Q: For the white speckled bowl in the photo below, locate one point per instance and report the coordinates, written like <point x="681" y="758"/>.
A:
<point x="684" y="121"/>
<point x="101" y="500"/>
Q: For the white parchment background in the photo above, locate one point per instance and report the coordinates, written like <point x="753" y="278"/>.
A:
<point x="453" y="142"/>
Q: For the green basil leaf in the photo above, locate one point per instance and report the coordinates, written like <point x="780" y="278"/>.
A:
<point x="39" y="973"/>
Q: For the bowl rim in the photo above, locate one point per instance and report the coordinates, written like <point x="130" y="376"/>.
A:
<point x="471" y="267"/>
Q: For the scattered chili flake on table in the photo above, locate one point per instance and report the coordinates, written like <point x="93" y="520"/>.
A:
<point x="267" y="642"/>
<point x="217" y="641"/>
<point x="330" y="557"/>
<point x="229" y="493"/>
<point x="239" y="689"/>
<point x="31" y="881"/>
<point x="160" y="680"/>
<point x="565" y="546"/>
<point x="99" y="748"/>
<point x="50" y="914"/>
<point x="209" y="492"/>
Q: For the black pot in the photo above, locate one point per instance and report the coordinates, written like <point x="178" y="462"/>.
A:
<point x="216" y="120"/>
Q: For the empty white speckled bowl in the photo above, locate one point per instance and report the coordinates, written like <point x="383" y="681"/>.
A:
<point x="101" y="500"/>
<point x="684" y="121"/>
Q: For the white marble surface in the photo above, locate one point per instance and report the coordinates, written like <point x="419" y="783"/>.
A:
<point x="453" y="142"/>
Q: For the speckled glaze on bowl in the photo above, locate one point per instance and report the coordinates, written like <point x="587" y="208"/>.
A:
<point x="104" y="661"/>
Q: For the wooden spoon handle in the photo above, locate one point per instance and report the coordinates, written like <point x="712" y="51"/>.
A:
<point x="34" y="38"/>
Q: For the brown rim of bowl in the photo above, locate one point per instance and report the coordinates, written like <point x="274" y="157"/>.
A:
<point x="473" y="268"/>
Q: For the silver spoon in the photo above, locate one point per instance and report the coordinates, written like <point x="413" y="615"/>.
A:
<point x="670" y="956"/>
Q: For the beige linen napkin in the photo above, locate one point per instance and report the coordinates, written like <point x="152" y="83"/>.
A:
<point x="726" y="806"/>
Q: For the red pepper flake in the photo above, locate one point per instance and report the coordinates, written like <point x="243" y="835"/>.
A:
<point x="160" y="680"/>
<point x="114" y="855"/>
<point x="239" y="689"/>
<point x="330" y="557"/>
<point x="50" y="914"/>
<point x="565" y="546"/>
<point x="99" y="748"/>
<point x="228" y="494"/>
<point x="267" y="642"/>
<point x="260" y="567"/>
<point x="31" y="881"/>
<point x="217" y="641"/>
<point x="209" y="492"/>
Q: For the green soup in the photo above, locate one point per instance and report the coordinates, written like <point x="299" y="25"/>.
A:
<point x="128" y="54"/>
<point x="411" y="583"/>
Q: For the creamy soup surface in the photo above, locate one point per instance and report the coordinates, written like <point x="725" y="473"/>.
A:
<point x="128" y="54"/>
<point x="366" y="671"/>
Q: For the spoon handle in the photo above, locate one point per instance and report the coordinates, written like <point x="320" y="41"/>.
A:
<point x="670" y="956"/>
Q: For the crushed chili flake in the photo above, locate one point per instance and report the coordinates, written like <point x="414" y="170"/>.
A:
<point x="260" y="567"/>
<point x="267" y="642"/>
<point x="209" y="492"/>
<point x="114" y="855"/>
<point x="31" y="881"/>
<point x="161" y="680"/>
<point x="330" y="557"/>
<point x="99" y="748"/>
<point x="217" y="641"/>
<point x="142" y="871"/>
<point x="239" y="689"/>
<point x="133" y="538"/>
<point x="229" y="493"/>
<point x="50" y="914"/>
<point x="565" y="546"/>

==========

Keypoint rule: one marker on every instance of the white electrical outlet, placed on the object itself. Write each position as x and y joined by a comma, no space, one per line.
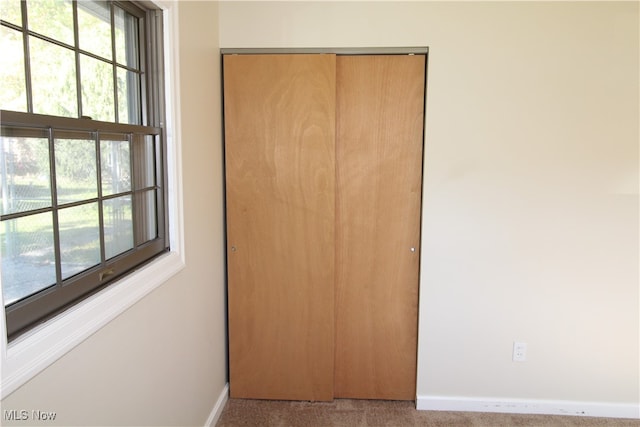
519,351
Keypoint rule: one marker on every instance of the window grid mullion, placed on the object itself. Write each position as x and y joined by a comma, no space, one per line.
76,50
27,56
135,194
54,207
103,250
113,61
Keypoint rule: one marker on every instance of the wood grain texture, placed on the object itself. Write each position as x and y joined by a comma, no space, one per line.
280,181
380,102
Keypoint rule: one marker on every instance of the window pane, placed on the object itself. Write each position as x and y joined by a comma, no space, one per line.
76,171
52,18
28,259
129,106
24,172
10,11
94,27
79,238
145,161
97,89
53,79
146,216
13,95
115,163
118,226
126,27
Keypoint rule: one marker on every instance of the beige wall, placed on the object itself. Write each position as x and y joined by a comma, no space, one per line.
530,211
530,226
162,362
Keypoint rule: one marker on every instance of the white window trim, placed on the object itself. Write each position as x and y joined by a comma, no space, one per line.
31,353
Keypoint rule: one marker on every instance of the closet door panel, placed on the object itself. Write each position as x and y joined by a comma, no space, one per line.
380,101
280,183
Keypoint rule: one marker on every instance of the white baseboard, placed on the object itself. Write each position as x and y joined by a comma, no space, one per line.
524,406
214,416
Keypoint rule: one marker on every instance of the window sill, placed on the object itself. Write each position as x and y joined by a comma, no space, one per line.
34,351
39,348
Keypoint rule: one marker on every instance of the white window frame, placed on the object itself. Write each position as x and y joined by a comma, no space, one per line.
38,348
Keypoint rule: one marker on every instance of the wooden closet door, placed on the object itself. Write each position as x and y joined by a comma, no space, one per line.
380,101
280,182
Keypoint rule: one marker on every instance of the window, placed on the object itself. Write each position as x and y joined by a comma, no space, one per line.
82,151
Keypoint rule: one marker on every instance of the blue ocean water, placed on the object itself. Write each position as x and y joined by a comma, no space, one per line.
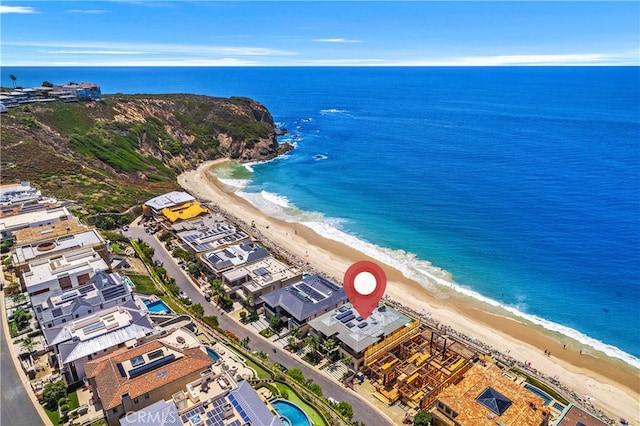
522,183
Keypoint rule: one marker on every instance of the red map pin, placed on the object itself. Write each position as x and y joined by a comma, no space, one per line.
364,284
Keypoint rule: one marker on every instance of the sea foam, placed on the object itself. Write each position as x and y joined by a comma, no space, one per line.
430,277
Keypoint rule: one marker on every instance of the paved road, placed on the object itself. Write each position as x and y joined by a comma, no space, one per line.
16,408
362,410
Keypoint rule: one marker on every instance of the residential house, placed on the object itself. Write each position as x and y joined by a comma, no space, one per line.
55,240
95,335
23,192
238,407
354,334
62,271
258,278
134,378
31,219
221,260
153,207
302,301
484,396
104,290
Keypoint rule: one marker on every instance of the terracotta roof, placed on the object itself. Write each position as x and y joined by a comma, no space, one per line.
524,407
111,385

==========

WORK INSTRUCTION:
Transcribe the records above exactly, beginning at the line that contains "Q: For the black" and ending with the line that contains "Q: For the white marble", both included, and nothing else.

SOLUTION FOR THIS EXERCISE:
Q: For the black pot in the photo above, locate one point per instance and report the coordinates, written like <point x="178" y="462"/>.
A:
<point x="216" y="120"/>
Q: For the empty white speckled bowl in the photo above, locate one point per instance and report the coordinates, written like <point x="383" y="681"/>.
A:
<point x="101" y="500"/>
<point x="684" y="121"/>
Q: For the white marble surface in the photo above, locate one point per instance and report the coordinates, written like <point x="419" y="783"/>.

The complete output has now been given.